Start of TEXT PROVIDED

The course design required vigilant reading of AI newsletters and technology authors, offering students a chance to actively participate in the design and progression of the course.
Lawrenceville took the approach that an ethical lens was more relevant and purposeful than any focus on coding or building large language models, and this turned out to be quite prescient. Because the technology associated with AI is progressing at such a torrid pace, academic work must be grounded in deeper issues and essential questions. The student evaluations of the course were excellent and cited the content as relevant, purposeful, and joyful.
Coursework for the 2024–2025 academic year at Lawrenceville will include a capstone course on AI. This course is structured around invited speakers and a final course project that targets a campus need.
Communicating our evolving approach to AI has required close coordination with public affairs, alumni affairs, administration, and many other departments across campus. Reflective thinking on goals, limitations, and ethics is constant. Regular presentations to campus departments, alumni groups, campus leadership, and at parents’ weekends have been an essential component.
Possibilities Abound
Linking mission-driven learning with real-life problem-solving at Lawrenceville has helped build awareness of social and ethical considerations of AI, digital literacy, and civil discourse. One of the most unique approaches has been for students to develop and test use cases for practical application of AI tools on campus.

End of TEXT PROVIDED
Start of PROVIDED INFORMATION

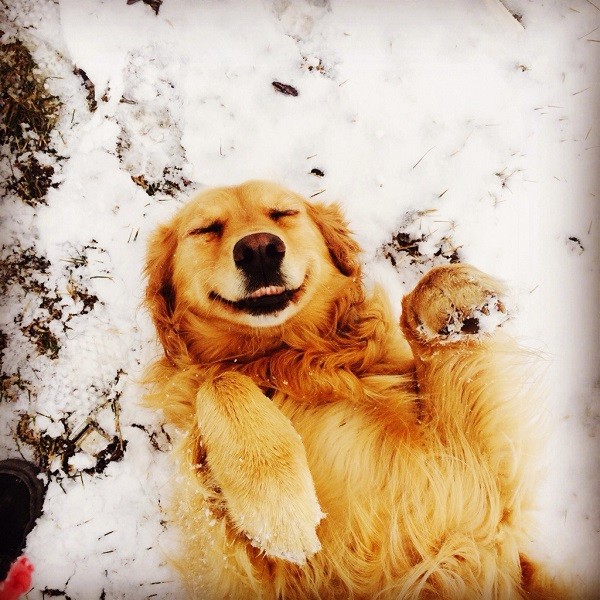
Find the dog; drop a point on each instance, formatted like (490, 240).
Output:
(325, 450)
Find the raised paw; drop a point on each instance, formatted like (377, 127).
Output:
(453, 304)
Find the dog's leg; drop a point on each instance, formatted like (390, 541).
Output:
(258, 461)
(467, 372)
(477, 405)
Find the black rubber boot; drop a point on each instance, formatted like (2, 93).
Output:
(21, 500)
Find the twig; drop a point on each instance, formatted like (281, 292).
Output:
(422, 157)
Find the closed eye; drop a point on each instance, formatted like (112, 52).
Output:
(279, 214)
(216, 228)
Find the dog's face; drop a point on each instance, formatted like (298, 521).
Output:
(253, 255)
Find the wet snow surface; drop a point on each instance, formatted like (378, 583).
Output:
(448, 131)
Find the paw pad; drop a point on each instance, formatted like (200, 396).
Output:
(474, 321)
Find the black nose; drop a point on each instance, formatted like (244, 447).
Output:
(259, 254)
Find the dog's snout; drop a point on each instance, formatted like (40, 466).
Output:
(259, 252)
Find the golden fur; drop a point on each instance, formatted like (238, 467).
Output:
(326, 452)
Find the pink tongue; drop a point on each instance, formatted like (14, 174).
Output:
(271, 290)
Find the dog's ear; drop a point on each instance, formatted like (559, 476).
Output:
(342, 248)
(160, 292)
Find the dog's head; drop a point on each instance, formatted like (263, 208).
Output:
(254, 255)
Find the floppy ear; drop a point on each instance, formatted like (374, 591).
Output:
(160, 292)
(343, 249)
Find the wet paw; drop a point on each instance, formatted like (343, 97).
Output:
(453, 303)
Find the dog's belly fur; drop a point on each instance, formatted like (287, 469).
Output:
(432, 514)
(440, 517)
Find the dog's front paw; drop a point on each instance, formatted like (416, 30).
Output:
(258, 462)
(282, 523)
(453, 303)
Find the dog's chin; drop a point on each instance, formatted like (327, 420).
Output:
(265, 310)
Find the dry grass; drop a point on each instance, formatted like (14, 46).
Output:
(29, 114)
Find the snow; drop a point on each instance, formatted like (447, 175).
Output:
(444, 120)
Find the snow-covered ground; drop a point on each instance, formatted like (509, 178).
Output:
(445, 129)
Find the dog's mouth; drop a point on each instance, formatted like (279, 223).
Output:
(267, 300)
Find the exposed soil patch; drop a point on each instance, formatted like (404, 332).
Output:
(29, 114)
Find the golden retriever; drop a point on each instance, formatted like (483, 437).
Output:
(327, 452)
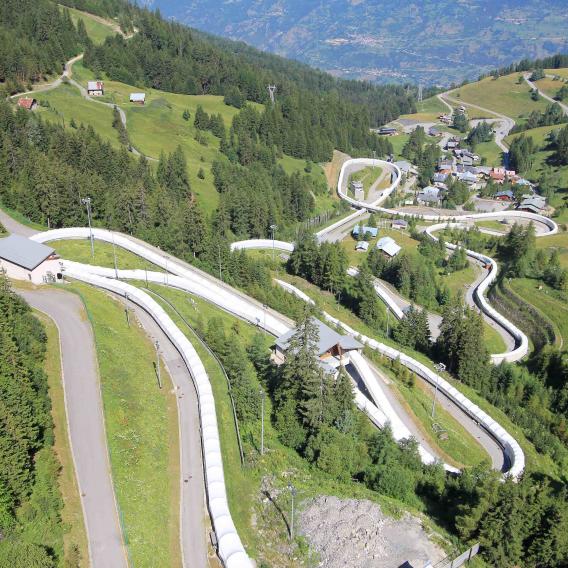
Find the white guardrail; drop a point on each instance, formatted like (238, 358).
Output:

End of PROVIDED INFORMATION
Start of PROVIDED INFORMATION

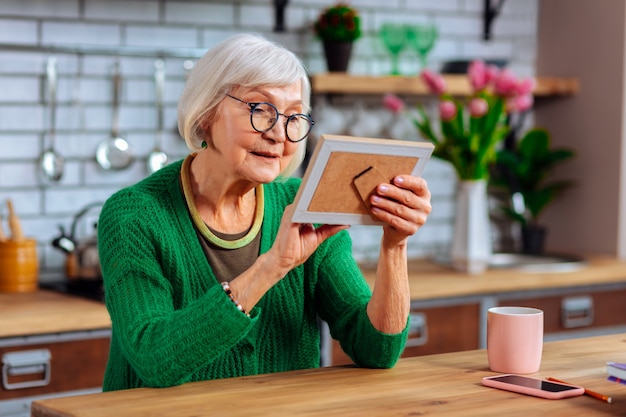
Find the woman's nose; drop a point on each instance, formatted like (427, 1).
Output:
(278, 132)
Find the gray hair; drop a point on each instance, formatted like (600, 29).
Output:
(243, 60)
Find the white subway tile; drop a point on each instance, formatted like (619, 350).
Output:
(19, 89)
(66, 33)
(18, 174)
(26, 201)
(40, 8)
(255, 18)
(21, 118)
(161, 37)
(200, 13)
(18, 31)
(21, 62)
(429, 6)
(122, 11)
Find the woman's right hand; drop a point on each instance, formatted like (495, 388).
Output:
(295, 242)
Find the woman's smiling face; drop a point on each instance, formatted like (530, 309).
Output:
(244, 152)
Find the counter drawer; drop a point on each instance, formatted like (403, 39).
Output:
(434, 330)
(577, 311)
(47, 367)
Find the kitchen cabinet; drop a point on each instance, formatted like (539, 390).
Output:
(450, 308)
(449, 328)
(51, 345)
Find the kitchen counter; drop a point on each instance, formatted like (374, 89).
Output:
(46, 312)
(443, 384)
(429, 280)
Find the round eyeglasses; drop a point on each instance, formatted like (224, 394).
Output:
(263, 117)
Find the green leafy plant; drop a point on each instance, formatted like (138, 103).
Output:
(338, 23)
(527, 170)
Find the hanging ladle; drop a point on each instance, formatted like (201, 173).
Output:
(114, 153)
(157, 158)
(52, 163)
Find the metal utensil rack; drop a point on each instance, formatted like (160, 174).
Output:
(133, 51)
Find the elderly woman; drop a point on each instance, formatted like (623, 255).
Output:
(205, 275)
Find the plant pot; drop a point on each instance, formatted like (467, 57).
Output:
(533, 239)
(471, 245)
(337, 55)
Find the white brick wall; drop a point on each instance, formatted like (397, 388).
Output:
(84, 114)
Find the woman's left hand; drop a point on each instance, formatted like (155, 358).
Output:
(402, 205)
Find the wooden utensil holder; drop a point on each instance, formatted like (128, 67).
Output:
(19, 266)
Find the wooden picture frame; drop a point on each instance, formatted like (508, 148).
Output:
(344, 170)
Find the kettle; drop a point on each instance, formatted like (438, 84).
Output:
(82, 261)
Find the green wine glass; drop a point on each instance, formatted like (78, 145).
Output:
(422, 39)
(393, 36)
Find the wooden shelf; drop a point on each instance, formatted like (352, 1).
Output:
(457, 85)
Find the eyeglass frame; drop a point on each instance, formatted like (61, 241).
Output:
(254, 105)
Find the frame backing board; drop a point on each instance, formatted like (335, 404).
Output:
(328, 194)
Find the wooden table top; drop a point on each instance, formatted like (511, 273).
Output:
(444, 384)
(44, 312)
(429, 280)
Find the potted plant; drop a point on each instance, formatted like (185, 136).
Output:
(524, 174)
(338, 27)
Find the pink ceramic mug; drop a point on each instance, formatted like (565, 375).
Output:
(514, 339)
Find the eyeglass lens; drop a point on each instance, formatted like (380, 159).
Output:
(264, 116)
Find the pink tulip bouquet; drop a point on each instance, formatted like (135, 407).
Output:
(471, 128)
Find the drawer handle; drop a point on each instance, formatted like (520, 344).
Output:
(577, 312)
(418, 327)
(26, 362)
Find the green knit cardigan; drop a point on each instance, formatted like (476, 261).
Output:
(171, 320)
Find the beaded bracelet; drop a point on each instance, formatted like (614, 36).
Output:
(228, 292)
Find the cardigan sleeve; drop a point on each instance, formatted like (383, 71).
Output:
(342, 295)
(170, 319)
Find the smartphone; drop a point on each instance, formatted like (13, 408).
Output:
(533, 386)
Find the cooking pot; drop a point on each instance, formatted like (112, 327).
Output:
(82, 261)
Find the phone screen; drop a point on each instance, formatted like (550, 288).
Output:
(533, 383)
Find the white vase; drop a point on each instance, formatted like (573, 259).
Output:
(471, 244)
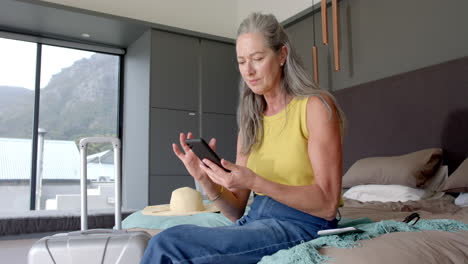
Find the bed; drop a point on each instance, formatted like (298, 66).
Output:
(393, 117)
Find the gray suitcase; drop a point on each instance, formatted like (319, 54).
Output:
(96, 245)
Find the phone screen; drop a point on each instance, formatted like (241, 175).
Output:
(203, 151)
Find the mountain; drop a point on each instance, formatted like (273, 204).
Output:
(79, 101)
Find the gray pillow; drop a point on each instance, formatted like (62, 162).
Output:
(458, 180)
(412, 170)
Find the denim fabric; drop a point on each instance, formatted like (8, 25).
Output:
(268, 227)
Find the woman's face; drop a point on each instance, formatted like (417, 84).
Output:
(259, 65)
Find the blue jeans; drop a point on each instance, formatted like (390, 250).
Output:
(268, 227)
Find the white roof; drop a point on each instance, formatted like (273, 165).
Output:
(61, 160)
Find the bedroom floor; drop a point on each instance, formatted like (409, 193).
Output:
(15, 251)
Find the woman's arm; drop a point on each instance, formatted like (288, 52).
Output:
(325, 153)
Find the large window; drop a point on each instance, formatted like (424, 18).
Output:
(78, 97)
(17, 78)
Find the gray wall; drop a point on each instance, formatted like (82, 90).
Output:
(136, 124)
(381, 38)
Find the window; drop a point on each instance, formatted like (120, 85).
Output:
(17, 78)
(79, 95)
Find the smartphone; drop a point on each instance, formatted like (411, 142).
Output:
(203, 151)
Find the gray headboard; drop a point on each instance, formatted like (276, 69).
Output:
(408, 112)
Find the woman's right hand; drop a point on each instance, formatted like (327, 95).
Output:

End of PROVIDED INFORMATION

-- STUDY QUESTIONS --
1 – In the text on Lawrenceville's approach to AI, what is the 2024–2025 capstone course on AI structured around?
2 – Which audiences or settings for regular presentations does the text on Lawrenceville's approach to AI name? List all of them.
3 – Continue the text on Lawrenceville's approach to AI from where it stops.

-- ANSWERS TO THE TASKS --
1 – Invited speakers and a final course project that targets a campus need.

2 –
- Campus departments
- Alumni groups
- Campus leadership
- Parents' weekends

3 –
After meeting with foreign language, history, English, dining services, sports medicine, public safety, alumni engagement, finance, and communications departments, we worked to establish current and projected data needs and explore analytical goals within and across departments. The goal was to formulate feedback loops linking academic and operational realms on campus while creating real and purposeful collaborative opportunities for students. This active learning framework mirrors new technology evaluation and implementation in corporate environments. Students can see and evaluate the limitations of AI; amplification of bias; regulatory and organizational compliance; individual privacy; and a wide range of data collection, storage, and processing issues.
Through a variety of vehicles, including senior projects, independent study, and volunteer work, Lawrenceville has created opportunities for students to build and test large language models, evaluate anonymized datasets, explore predictive analytics, and streamline workflow in unexpected ways across campus. These individual or small-group projects have helped turn timely, actionable data into insights and established future campus service opportunities for students.
AI integration requires finding balance for educators, administrators, and students — all with varying levels of interest and experience — to grow as learners while accounting for the limitations of AI, including data privacy and copyright violations, error rates, and hallucinations. Also, the difference between transparency and explainability of AI tools might limit widespread acceptance of AI-generated materials and products.
Our call to action as independent school leaders is to provide opportunities for students that move education from transactional to transformational. AI can be our catalyst in that process.